**Task description**
The word "pixels" occurs in some lines of the data. Return each such line.

**Data records**

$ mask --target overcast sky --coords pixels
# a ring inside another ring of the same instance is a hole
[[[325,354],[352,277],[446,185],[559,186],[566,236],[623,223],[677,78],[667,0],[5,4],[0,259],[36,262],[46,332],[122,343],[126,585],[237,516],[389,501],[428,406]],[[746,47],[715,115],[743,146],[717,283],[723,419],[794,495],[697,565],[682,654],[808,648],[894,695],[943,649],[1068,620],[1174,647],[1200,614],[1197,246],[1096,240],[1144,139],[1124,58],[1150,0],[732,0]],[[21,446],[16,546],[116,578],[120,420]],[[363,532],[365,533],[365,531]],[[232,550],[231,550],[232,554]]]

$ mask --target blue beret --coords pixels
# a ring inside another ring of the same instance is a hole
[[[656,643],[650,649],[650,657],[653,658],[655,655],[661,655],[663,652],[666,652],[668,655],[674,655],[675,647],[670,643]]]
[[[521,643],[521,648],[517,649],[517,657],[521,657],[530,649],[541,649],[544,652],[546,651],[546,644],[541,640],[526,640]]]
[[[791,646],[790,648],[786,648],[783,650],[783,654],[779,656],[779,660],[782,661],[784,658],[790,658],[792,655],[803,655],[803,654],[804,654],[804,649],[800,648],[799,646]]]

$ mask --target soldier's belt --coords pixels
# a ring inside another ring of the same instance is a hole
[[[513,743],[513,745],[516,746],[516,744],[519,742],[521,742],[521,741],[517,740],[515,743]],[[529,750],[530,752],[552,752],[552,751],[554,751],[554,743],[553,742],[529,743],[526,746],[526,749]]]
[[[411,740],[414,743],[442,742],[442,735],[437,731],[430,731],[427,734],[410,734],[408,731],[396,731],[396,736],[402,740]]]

**Your response**
$ mask --target overcast sky --coords pixels
$ mask --target blue beret --coords pixels
$ mask --target soldier's belt --coords pixels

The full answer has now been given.